Pada pertemuan puncak Organisasi Kerjasama Islam (OKI) di Mekah Agustus 2012 lalu, Presiden Mesir mengemukakan prakarsa membentuk kelompok kontak untuk Suriah yang terdiri dari Mesir, Arab Saudi, Iran dan Turki. Menyusul kemudian, sebuah pertemuan tingkat tinggi digelar pada 17 September 2012, sekitar sepekan setelah pembicaraan pendahuluan di Kairo oleh pejabat dari keempat negara. Namun, pertemuan keempat negara itu membentur dinding karena ketidakhadiran Arab Saudi "keukeuh" dengan sikapnya sendiri, yang tidak seirama dengan prakarsa pihak lain mengenai penyelesaian damai konflik Suriah.
Di tengah meningkatnya krisis Suriah, Mesir berupaya menghidupkan kembali kuartet kelompok kontak Suriah ini untuk meretas solusi damai dengan memanfaatkan sinergi regional. Di sisi lain, prakarsa kolektif lain yang disepakati seperti konsensus Jenewa juga membentur dinding dalam penerapannya karena penentangan negara-negara Barat dan kelompok oposisi Suriah.
Selain itu, Iran juga pernah mengemukakan prakarsa enam poin mengenai penyelesaian krisis Suriah yang bertumpu pada dialog dan rekonsiliasi nasional bangsa Suriah sendiri. Prakarsa Tehran ini telah disampaikan kepada sejumlah negara dan Utusan Khusus PBB dan Liga Arab untuk urusan Suriah, Lakhdar Brahimi. Meski berbagai usulan telah disampaikan, tapi tidak pernah bisa diterapkan untuk meredakan konflik berdarah di Suriah. Sebab sebagian kelompok oposisi masih tetap melanjutkan aksinya menyulut kerusuhan di Suriah. Kondisi itu semakin kompleks dengan meningkatnya dukungan negara-negara Barat dan sejumlah negara regional terhadap kelompok oposisi bersenjata di Suriah. Dan Imbasnya jalan meretas solusi bersama yang logis semakin jauh dari harapan.

§ Daftar yang Ditampilkan

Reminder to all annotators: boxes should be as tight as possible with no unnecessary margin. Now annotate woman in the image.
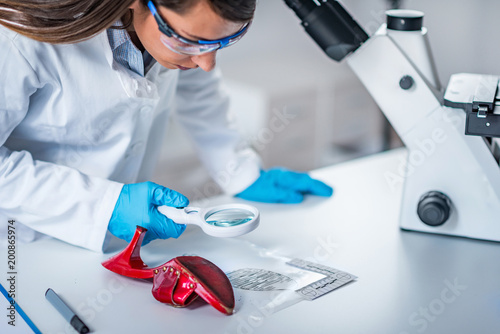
[0,0,332,251]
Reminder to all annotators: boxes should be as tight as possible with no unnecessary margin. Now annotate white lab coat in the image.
[0,26,259,251]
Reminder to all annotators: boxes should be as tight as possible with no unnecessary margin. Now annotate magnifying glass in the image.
[158,203,260,238]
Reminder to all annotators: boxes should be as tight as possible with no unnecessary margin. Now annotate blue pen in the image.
[0,284,42,334]
[45,289,90,334]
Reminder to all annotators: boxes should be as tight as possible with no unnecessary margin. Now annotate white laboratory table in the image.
[0,149,500,334]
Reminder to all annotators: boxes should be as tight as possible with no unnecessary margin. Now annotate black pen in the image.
[45,289,90,334]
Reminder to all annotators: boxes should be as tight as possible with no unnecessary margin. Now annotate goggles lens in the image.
[160,26,246,56]
[148,1,250,56]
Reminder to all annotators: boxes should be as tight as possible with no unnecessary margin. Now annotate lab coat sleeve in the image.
[176,69,260,195]
[0,34,123,251]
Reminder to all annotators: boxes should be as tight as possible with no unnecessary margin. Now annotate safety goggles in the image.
[148,1,250,56]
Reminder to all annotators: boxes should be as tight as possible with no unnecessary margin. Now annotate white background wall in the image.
[155,0,500,199]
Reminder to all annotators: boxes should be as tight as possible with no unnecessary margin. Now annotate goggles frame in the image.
[148,0,251,56]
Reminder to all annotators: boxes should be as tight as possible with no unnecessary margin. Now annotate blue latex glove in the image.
[108,182,189,245]
[236,168,333,203]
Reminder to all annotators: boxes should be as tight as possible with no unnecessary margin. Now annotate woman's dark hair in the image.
[0,0,256,43]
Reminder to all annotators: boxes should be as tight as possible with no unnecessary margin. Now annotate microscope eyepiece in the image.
[284,0,368,61]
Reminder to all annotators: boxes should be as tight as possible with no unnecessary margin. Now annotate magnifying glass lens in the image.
[205,209,255,227]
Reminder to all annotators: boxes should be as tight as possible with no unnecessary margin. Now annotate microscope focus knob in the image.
[417,191,451,226]
[399,75,415,90]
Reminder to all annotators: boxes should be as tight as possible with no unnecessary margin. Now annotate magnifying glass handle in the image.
[158,205,190,225]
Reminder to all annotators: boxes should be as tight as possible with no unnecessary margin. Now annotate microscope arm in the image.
[285,0,500,241]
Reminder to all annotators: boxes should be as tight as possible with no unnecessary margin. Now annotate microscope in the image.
[284,0,500,241]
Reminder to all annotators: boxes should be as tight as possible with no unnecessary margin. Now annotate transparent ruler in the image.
[286,259,357,300]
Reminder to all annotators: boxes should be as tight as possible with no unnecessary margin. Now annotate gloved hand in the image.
[108,182,189,245]
[236,168,333,203]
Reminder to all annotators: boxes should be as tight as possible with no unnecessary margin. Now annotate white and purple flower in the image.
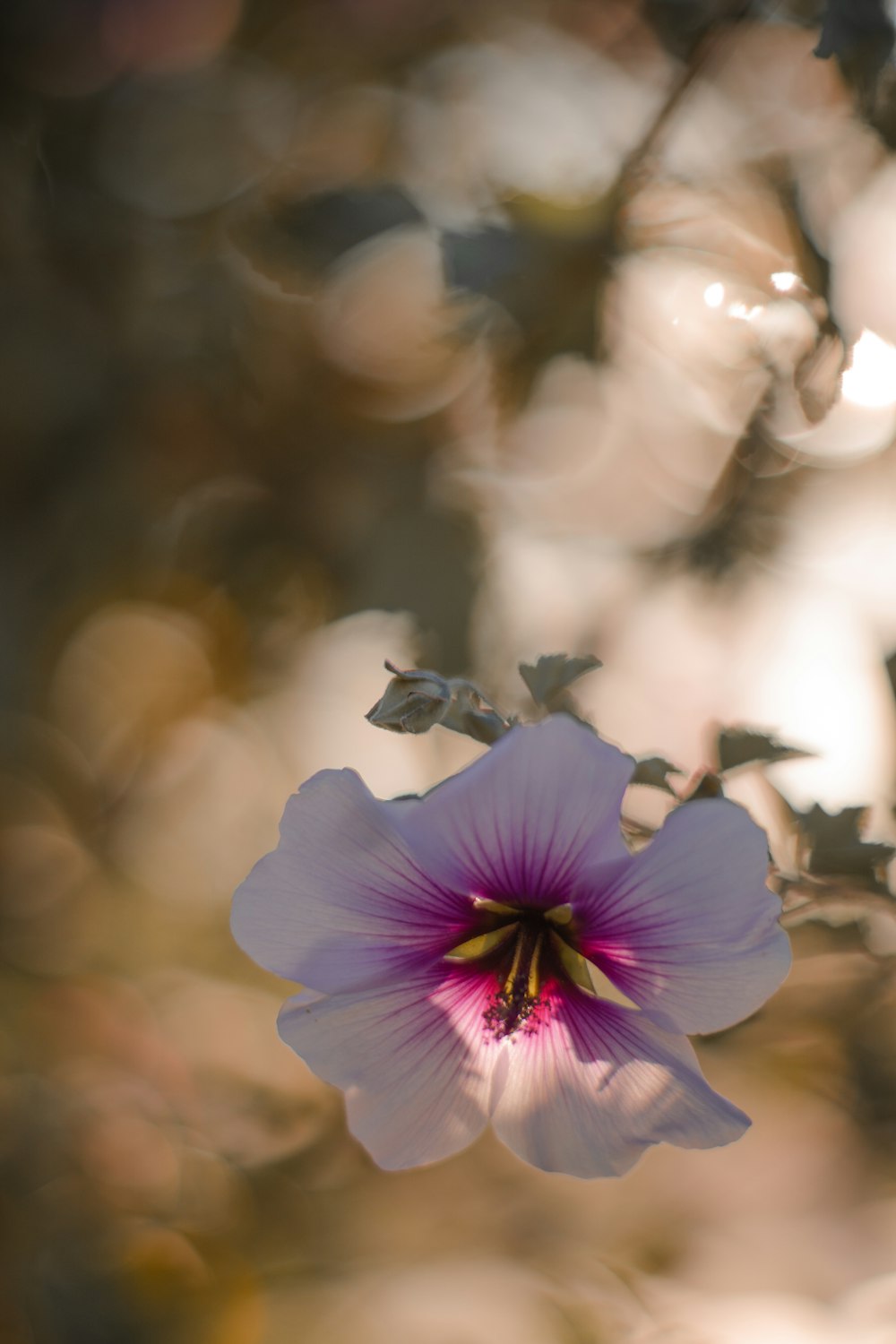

§ Instruksi yang Diberikan
Salin bagian teks tentang krisis Suriah yang dimulai dengan "Pada pertemuan puncak" dan berlanjut sampai "damai konflik Suriah." tanpa mengubah satu kata pun. Daftar tersebut sama sekali tidak digunakan di sini.

§ Jawaban Akhir
Pada pertemuan puncak Organisasi Kerjasama Islam (OKI) di Mekah Agustus 2012 lalu, Presiden Mesir mengemukakan prakarsa membentuk kelompok kontak untuk Suriah yang terdiri dari Mesir, Arab Saudi, Iran dan Turki. Menyusul kemudian, sebuah pertemuan tingkat tinggi digelar pada 17 September 2012, sekitar sepekan setelah pembicaraan pendahuluan di Kairo oleh pejabat dari keempat negara. Namun, pertemuan keempat negara itu membentur dinding karena ketidakhadiran Arab Saudi "keukeuh" dengan sikapnya sendiri, yang tidak seirama dengan prakarsa pihak lain mengenai penyelesaian damai konflik Suriah.